* _Problem to work on_: Please transcribe the part of the shadow financing report below that opens with the words containing "CLSA sees five" and closes with "and other products.".

* _Document text_:
Shadow financing is banking reform gone wrong given that the key driver of growth has been banks circumventing regulations to protect margins. Shadow financing has grown rapidly, benefiting from implicit government guarantees despite being a channel for credit to higher-risk industries. We estimate the potential bad-debt loss for this segment at 3.7% of GDP on top of our estimated banking bad-debt ratio of 15% discussed in our May 2016, Bad-debt epidemic report. Bad debt has built-up as banking has remained one of the most strategic and protected industries where lending is driven more often by implicit guarantees than commercial decisions.
China’s high GDP targets have made the economy dependent on debt and banks are the major financiers. Banking remains a strategic industry operating amid slow reform, which helps explain how the banks have been able to get around so many regulations and how shadow financing has grown so fast. According to Brookings Institution, ‘Perhaps two-thirds of the flow of business into shadow financing is effectively “bank loans in disguise” . . .’
We estimate shadow financing reached Rmb54tn in-2015, or 79% of GDP, having experienced a 30% Cagr over 2011-15. It started in earnest in 2007 when the regulator allowed banks to invest in trust plans. It accelerated in 2010 when banks used wealth-management products (WMPs) to get around restrictions such as the loan-deposit ratio, and in 2012 when securities, insurance and mutual-fund companies entered the market with asset-management plans (AMPs). We estimate that bank-related shadow financing accounts for 64% of the total with Rmb22.7bn off balance sheet.
CLSA sees five key risks with shadow financing: 1) PBOC’s total social financing is outdated, understating China’s total debt; 2) transparency risk as retail investors do not have enough disclosure to evaluate risk; 3) implicit guarantee risk as middle-income families own 20% of wealth in WMPs; 4) maturity-mismatch risk which sparked the 2013 Shibor crisis; and 5) bad-debt risk. Our estimate of bad debt is based on bottom-up analysis applying the sector bad-debt ratio estimated from listed companies and applying it to individual sectors within WMPs, entrusted loans and other products.
Rotate into defensive growth and yield plays MSCI China has rallied sharply since the Brexit referendum, but the economy is slowing and the stimulus has faded. Use market strength to rotate into defensive growth and yield plays. We are overweight internet, telecoms, alternative energy, pharma and Hong Kong property and underweight cyclical sectors sensitive to the economy.

Data drawn from a collection:
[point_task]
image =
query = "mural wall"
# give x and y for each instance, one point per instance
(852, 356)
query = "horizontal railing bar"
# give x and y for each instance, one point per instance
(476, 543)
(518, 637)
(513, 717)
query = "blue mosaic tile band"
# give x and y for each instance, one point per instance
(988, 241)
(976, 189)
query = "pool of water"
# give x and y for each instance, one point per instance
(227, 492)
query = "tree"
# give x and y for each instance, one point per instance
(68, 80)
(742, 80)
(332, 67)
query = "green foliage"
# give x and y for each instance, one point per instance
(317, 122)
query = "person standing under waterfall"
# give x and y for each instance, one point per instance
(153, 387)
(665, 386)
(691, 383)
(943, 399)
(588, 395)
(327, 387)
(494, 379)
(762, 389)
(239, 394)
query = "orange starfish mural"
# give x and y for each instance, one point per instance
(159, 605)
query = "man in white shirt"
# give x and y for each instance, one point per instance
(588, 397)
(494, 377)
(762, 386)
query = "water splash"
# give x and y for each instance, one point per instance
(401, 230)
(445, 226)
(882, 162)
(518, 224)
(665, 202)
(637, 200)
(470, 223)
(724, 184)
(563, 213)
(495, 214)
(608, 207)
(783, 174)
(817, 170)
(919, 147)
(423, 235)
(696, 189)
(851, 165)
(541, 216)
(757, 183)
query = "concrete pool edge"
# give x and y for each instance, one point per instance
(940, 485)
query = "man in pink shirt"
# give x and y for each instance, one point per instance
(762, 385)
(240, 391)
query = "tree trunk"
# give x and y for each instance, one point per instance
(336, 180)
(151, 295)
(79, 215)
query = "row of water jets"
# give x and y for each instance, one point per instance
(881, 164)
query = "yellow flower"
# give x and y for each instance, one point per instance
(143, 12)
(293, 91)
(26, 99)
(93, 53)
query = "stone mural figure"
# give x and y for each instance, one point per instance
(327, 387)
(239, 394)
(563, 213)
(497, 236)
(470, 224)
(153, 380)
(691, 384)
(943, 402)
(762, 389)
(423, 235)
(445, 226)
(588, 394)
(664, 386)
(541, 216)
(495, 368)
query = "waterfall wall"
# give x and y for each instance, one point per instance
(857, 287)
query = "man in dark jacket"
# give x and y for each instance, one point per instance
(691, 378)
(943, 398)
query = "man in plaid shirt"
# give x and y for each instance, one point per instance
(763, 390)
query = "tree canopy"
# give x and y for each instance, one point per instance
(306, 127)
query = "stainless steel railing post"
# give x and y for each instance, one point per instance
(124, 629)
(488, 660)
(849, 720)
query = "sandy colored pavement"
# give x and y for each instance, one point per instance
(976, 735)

* _Answer for the task_:
CLSA sees five key risks with shadow financing: 1) PBOC’s total social financing is outdated, understating China’s total debt; 2) transparency risk as retail investors do not have enough disclosure to evaluate risk; 3) implicit guarantee risk as middle-income families own 20% of wealth in WMPs; 4) maturity-mismatch risk which sparked the 2013 Shibor crisis; and 5) bad-debt risk. Our estimate of bad debt is based on bottom-up analysis applying the sector bad-debt ratio estimated from listed companies and applying it to individual sectors within WMPs, entrusted loans and other products.